## YOUR GOAL
Filter the listing below down to the lines containing the word "front".
Start of Block
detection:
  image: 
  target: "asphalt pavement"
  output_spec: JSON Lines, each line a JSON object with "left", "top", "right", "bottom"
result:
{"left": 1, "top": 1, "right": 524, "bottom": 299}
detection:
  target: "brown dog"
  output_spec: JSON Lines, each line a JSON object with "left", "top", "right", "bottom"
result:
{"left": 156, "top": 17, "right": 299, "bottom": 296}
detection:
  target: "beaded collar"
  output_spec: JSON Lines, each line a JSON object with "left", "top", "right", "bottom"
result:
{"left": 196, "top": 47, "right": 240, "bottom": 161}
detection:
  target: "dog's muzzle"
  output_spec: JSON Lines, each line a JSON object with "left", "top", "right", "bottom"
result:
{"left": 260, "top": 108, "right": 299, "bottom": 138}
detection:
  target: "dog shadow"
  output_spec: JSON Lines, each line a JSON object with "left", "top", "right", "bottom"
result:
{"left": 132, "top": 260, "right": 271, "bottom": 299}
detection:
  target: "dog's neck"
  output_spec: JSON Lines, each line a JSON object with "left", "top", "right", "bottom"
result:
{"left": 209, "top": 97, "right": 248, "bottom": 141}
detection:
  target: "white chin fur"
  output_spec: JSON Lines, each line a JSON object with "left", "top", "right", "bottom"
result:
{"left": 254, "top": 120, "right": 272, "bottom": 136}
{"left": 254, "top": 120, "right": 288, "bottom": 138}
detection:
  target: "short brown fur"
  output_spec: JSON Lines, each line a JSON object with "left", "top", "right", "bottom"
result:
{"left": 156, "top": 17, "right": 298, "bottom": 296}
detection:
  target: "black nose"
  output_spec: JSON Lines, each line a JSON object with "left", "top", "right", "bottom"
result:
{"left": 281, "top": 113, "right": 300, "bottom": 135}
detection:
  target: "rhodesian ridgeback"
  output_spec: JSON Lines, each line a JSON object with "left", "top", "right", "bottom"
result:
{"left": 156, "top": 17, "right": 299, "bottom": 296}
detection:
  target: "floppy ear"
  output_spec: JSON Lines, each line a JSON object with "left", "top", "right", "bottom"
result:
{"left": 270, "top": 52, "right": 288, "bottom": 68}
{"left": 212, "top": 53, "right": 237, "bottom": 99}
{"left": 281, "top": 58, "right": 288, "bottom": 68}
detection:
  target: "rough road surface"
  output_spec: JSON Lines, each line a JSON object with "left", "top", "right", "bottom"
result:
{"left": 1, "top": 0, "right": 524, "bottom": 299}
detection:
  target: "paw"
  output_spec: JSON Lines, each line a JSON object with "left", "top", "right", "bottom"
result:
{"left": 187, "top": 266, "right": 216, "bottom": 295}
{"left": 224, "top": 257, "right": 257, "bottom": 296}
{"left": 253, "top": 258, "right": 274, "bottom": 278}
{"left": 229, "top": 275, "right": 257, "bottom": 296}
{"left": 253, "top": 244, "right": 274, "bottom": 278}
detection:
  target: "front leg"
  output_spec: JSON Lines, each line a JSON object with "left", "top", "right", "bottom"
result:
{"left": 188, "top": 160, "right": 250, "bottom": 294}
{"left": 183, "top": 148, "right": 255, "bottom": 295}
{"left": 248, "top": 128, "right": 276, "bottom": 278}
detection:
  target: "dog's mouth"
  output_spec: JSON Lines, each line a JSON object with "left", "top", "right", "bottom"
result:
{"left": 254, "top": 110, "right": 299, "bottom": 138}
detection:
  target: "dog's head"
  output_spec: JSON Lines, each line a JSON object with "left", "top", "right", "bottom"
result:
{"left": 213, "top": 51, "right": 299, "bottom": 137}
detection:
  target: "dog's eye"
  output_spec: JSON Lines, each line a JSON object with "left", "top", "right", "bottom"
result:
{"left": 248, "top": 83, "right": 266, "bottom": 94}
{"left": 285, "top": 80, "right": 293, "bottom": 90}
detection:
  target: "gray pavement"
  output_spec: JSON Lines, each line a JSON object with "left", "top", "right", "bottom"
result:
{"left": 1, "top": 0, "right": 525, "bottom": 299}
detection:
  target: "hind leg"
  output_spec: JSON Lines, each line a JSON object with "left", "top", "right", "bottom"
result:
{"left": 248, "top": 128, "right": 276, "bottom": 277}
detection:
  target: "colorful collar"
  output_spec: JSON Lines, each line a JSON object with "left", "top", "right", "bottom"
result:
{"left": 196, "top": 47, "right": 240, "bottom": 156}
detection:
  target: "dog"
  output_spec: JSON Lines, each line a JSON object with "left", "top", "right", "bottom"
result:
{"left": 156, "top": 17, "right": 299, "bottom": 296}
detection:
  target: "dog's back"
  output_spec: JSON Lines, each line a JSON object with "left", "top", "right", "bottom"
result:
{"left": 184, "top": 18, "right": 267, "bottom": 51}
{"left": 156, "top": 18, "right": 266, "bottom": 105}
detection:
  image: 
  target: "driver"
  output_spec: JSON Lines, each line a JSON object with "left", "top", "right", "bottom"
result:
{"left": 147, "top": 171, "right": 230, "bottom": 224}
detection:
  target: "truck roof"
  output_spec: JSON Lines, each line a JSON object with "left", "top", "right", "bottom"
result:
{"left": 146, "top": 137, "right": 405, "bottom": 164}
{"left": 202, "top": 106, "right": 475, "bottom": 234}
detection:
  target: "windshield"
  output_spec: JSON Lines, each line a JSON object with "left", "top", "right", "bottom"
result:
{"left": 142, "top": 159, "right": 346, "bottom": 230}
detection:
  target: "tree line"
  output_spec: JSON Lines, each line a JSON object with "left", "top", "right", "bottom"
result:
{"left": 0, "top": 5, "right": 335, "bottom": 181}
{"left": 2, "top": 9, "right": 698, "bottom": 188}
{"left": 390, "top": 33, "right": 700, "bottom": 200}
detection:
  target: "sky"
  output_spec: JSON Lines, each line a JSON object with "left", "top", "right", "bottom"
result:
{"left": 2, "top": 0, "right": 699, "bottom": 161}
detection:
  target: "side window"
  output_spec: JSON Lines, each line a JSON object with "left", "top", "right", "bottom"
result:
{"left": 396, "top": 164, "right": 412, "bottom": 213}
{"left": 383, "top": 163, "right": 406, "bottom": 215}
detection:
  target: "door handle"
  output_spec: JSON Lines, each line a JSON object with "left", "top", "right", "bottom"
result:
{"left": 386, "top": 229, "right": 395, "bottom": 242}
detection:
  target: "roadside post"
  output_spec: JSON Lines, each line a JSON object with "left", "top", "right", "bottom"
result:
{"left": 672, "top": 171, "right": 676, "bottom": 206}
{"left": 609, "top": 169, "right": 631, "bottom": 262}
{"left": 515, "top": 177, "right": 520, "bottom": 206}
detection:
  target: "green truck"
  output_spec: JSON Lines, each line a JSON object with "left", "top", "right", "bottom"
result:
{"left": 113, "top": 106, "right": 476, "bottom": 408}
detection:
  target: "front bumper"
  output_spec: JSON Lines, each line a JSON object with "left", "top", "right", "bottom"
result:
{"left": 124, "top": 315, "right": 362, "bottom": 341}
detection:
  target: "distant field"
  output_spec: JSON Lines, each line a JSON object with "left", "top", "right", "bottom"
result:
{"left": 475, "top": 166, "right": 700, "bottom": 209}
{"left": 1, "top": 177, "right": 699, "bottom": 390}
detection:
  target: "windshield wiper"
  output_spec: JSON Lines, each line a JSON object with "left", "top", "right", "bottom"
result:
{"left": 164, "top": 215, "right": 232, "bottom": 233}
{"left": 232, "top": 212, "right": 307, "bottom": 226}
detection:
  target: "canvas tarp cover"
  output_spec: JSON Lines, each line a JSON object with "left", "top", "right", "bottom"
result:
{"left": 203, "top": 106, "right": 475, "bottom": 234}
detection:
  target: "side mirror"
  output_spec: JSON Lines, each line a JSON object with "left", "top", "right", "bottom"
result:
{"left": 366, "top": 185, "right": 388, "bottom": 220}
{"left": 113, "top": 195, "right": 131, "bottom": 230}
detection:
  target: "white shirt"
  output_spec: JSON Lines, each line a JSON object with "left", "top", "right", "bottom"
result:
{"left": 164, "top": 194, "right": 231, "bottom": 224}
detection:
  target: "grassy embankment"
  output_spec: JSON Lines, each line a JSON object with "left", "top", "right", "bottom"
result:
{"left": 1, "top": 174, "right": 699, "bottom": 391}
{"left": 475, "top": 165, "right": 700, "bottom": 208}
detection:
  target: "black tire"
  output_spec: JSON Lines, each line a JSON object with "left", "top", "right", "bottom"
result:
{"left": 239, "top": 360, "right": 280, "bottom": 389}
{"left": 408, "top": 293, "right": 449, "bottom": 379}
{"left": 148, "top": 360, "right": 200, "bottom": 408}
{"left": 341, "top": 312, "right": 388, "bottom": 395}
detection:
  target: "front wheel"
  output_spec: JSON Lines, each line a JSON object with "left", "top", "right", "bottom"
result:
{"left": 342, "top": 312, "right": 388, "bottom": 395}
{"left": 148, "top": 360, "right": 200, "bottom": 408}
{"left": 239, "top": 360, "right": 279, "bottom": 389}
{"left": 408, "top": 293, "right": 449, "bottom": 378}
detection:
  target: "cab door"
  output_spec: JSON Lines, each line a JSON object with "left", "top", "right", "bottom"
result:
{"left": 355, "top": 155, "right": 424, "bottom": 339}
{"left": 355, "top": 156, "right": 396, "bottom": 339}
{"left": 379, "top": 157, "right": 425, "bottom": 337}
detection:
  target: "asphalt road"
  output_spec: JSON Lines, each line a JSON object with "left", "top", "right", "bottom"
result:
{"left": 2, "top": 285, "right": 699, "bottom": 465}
End of Block
## PROBLEM SOLUTION
  target: "front leg"
  target: "front bumper"
  target: "front wheel"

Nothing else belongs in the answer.